**Assigned task**
Write out the line that contains "Target: dark silhouette of horse" and every line after it through the end of the entries, exactly as given and with no other lines.

* * * *

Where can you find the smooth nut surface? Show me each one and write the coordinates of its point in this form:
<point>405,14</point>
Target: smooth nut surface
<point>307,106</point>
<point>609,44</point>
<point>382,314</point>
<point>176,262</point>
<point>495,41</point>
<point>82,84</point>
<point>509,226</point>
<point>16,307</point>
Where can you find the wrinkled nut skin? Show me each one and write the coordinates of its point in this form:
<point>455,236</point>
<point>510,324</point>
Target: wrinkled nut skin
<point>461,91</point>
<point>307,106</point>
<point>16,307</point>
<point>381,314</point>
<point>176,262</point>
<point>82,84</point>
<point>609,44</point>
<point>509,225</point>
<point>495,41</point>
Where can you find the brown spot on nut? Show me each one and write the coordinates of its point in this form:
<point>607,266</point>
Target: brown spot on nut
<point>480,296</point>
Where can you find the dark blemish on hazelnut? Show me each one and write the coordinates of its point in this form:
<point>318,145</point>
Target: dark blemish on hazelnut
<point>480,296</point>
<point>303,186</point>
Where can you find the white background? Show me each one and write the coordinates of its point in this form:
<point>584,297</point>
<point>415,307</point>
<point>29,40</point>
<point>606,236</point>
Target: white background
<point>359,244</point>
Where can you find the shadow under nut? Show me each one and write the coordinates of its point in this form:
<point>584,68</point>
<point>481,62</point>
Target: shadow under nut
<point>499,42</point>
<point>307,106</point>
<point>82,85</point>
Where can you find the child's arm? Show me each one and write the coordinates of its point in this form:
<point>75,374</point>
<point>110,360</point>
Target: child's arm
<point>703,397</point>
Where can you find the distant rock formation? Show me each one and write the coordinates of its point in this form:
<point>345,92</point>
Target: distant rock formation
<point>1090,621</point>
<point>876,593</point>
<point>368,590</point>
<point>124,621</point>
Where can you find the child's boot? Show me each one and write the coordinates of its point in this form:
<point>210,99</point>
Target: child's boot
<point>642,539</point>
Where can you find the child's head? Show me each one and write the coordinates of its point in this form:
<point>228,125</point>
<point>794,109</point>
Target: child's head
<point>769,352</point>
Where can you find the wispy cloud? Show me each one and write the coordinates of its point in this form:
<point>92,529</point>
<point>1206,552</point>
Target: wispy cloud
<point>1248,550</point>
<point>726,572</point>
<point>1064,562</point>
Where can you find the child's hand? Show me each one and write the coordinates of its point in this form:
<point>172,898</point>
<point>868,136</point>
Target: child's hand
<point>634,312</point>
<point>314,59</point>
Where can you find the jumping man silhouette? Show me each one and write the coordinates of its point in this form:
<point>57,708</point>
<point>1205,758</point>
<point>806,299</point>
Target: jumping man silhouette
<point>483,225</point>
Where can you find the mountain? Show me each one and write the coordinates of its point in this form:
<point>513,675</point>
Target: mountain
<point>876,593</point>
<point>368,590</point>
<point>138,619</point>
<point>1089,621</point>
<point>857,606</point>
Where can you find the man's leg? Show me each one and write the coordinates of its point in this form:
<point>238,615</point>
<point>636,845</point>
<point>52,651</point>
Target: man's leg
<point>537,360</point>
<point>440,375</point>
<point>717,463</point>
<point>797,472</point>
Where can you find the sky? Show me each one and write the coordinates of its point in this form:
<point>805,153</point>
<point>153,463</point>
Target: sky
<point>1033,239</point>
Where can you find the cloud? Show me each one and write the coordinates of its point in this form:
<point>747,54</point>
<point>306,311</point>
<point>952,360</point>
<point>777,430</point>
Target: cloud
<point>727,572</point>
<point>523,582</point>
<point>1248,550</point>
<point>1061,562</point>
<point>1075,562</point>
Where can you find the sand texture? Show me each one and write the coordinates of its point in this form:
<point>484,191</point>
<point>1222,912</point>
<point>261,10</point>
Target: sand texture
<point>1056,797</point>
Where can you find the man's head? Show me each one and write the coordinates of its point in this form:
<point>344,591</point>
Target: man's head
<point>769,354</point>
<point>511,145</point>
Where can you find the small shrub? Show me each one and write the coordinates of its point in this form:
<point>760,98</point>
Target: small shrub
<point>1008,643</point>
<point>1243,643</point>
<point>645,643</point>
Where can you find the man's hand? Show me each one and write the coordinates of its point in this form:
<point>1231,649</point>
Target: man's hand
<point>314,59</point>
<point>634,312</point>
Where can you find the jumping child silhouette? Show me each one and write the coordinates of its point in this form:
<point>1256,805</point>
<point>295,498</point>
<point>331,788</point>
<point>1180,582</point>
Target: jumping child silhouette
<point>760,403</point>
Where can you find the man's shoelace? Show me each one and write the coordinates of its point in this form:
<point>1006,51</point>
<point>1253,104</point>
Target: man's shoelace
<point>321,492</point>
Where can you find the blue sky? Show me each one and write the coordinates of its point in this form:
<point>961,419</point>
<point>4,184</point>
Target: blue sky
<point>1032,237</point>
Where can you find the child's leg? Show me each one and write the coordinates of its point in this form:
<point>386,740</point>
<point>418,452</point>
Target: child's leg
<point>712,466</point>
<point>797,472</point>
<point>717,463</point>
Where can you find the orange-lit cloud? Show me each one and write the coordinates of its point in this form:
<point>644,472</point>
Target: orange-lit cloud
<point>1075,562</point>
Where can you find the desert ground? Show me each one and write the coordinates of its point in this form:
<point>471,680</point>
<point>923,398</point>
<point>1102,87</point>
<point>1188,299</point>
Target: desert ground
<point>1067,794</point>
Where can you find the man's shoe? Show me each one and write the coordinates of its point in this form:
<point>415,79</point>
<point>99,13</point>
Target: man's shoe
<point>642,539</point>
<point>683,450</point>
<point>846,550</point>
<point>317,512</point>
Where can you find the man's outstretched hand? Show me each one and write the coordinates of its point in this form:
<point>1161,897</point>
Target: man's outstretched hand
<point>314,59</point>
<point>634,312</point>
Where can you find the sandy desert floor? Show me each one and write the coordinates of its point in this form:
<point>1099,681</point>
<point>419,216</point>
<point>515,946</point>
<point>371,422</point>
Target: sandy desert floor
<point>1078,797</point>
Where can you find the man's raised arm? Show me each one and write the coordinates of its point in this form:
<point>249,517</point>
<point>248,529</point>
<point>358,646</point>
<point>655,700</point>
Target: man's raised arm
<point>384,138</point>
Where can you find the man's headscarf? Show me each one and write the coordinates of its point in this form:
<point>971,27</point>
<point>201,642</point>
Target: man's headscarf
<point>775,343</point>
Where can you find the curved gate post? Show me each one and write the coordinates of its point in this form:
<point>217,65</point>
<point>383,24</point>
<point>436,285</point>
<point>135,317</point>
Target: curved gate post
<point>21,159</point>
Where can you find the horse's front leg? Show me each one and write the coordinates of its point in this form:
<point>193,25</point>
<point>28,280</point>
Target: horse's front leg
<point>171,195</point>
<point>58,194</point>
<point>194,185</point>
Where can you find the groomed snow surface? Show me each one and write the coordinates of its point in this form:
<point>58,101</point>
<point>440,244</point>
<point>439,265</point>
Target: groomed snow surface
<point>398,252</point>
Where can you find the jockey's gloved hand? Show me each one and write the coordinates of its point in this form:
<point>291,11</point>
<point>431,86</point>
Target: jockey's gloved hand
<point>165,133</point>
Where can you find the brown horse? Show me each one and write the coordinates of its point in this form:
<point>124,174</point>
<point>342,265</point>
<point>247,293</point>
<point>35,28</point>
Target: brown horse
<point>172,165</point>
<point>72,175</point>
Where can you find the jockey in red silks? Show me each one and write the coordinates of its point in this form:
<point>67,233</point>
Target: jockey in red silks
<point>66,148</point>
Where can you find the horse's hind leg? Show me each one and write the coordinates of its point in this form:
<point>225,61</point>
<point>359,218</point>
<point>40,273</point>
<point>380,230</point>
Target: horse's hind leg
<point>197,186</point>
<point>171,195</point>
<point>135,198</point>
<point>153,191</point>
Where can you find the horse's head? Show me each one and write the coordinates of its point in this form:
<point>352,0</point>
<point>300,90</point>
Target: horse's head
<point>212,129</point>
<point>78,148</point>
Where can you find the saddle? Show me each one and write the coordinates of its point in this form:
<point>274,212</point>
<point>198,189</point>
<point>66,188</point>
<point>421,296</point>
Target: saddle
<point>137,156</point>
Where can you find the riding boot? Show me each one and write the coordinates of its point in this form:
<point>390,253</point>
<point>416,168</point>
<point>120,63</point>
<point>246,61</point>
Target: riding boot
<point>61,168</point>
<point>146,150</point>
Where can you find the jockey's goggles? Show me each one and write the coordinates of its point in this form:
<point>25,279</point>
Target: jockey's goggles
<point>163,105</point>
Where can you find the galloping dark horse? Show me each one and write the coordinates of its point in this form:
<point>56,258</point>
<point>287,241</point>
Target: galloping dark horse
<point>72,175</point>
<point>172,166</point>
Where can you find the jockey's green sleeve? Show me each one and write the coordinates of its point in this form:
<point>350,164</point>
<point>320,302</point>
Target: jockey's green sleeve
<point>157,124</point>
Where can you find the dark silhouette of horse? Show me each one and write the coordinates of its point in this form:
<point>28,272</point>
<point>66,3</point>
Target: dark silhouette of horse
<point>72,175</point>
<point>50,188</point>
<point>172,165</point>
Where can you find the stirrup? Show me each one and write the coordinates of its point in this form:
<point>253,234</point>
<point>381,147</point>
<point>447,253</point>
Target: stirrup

* * * *

**Result of the task**
Target: dark silhouette of horse
<point>72,175</point>
<point>50,188</point>
<point>172,165</point>
Where can you find the stirrup? Show me each one and write the coordinates of its point in this form:
<point>253,234</point>
<point>381,147</point>
<point>447,253</point>
Target: stirrup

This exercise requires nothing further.